TASK BRIEF: Rewrite the lines of the items below as a Markdown table with the columns "Row" and "Line", starting with the line that contains "of the haze" and going on through the final line of the items. Number each row and omit blank lines.

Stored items
----------------------------------------

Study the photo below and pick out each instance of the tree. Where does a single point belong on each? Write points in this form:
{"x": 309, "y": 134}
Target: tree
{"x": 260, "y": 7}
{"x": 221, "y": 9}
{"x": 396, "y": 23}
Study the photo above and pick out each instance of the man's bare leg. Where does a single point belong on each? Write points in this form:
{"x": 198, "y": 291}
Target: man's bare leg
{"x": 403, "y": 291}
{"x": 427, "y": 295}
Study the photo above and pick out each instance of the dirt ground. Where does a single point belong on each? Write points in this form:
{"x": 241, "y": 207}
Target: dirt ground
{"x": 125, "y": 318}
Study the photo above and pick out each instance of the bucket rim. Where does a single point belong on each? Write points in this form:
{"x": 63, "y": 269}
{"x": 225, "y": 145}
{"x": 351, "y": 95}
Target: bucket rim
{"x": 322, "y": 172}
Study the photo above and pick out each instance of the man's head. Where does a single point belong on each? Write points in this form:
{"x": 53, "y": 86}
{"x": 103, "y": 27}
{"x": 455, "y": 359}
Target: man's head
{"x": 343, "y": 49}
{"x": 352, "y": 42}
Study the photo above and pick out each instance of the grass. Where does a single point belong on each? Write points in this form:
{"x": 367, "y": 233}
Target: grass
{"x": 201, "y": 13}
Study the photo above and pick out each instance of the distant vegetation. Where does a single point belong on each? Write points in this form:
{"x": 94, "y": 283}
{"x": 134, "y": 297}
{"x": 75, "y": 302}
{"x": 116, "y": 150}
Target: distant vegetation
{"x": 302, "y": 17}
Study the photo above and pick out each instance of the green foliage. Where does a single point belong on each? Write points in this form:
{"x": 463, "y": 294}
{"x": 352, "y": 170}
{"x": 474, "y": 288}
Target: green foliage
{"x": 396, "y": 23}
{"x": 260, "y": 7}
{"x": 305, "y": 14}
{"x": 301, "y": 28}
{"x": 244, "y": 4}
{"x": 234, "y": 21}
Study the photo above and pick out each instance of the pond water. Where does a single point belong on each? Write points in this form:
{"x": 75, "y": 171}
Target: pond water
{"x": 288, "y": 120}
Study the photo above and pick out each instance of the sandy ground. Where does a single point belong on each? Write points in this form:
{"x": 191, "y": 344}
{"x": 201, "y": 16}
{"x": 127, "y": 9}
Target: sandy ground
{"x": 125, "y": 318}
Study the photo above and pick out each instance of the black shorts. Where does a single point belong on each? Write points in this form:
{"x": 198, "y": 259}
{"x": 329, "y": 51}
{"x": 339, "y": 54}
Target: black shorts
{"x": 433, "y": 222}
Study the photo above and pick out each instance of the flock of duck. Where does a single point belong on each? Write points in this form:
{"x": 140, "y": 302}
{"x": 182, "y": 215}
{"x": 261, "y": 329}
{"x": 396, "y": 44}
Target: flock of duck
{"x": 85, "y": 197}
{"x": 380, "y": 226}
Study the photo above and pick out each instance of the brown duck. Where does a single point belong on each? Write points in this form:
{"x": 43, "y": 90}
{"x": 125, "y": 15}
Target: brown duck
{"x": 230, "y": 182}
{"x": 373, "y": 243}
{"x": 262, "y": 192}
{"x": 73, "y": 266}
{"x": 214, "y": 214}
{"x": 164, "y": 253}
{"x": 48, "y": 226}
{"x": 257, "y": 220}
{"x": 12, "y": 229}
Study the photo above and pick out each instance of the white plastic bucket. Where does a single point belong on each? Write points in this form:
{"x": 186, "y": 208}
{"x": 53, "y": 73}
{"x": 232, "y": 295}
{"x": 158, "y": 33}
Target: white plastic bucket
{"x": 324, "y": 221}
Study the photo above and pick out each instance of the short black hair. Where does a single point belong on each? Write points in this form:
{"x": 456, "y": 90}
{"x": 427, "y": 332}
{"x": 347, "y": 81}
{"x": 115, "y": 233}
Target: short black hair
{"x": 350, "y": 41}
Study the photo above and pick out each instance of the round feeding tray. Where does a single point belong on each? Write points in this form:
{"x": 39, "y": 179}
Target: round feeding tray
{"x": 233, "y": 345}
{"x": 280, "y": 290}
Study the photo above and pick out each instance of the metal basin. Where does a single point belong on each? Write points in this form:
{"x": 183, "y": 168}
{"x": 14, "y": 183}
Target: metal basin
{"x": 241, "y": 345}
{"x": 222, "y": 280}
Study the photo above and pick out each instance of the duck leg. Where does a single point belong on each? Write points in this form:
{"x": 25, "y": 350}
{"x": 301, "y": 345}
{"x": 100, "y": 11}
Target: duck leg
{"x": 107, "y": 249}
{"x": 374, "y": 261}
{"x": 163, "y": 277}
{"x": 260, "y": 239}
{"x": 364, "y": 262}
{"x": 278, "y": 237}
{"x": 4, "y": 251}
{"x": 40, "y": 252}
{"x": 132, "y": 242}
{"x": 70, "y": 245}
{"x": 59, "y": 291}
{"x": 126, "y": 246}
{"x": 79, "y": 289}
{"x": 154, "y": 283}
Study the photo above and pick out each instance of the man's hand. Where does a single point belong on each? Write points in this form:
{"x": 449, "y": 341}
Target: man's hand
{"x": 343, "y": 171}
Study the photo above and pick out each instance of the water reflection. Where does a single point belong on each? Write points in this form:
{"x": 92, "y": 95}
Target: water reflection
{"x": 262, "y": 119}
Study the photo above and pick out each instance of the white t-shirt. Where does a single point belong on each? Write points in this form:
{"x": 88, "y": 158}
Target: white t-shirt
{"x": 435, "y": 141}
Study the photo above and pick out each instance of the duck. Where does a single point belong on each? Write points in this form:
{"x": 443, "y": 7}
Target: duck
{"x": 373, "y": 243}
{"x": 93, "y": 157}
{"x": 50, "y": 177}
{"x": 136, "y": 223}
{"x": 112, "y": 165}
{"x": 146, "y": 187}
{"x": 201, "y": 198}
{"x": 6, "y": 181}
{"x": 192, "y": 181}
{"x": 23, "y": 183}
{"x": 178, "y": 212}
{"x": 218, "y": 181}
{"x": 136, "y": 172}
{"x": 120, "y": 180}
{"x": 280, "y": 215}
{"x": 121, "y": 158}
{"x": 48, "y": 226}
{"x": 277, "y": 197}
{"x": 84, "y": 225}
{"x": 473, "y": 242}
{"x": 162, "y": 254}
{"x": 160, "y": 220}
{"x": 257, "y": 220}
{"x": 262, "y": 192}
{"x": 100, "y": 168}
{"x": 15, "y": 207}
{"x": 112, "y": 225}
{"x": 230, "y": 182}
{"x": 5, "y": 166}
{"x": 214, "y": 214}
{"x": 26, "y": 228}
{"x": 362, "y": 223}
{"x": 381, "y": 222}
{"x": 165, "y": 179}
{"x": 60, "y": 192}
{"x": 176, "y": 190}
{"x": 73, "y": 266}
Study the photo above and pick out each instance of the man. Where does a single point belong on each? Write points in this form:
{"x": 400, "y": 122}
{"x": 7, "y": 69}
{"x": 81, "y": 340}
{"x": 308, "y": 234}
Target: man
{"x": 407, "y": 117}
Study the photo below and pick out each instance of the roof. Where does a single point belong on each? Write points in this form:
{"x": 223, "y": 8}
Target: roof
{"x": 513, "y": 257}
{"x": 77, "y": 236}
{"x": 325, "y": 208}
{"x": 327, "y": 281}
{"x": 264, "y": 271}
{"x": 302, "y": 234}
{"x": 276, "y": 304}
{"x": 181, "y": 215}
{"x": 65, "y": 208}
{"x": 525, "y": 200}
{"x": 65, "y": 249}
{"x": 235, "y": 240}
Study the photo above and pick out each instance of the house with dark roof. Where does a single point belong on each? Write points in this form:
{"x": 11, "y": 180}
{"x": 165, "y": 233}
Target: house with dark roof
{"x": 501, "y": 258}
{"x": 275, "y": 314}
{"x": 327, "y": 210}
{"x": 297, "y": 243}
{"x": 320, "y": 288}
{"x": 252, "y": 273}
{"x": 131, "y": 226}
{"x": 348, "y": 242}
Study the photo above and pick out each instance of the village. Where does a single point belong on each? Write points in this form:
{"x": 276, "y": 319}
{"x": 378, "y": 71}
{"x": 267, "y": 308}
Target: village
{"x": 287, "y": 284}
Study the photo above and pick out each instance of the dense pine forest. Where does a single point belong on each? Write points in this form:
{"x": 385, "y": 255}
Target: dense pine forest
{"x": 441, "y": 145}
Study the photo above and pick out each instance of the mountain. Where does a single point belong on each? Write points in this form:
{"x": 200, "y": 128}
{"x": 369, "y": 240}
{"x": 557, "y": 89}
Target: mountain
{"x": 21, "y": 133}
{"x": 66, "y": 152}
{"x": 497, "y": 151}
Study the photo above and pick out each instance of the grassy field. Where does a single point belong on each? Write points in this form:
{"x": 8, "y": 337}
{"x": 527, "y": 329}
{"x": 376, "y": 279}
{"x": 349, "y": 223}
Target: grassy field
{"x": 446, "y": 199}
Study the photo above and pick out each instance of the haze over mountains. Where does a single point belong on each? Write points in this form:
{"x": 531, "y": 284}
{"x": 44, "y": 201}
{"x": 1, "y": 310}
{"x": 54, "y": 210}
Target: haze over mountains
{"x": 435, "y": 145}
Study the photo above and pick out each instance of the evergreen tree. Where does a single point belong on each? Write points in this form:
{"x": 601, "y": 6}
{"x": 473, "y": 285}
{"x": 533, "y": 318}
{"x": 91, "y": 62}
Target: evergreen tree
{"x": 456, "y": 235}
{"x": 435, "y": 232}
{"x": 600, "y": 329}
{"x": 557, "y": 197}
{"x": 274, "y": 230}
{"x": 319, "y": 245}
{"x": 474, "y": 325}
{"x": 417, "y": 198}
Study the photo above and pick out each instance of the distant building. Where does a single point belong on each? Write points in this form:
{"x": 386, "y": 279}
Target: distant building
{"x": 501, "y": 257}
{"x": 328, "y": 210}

----------------------------------------

THE ANSWER:
| Row | Line |
|---|---|
| 1 | Study the photo above and pick out each instance of the haze over mountains. Where does a single point belong on each? Write points in this form: |
| 2 | {"x": 531, "y": 284} |
| 3 | {"x": 44, "y": 201} |
| 4 | {"x": 1, "y": 310} |
| 5 | {"x": 54, "y": 210} |
| 6 | Target: haze over mountains |
| 7 | {"x": 435, "y": 145} |
| 8 | Study the photo above and pick out each instance of the evergreen tree. Where does a single point belong on each? Write points in this form: |
| 9 | {"x": 601, "y": 6} |
| 10 | {"x": 473, "y": 285} |
| 11 | {"x": 533, "y": 318} |
| 12 | {"x": 91, "y": 62} |
| 13 | Target: evergreen tree |
| 14 | {"x": 456, "y": 235} |
| 15 | {"x": 435, "y": 232} |
| 16 | {"x": 600, "y": 329} |
| 17 | {"x": 557, "y": 197} |
| 18 | {"x": 274, "y": 230} |
| 19 | {"x": 319, "y": 245} |
| 20 | {"x": 474, "y": 325} |
| 21 | {"x": 417, "y": 198} |
| 22 | Study the photo above and pick out each instance of the distant building. Where does a single point belong on each? Write points in this form: |
| 23 | {"x": 386, "y": 279} |
| 24 | Target: distant building |
| 25 | {"x": 501, "y": 257} |
| 26 | {"x": 328, "y": 210} |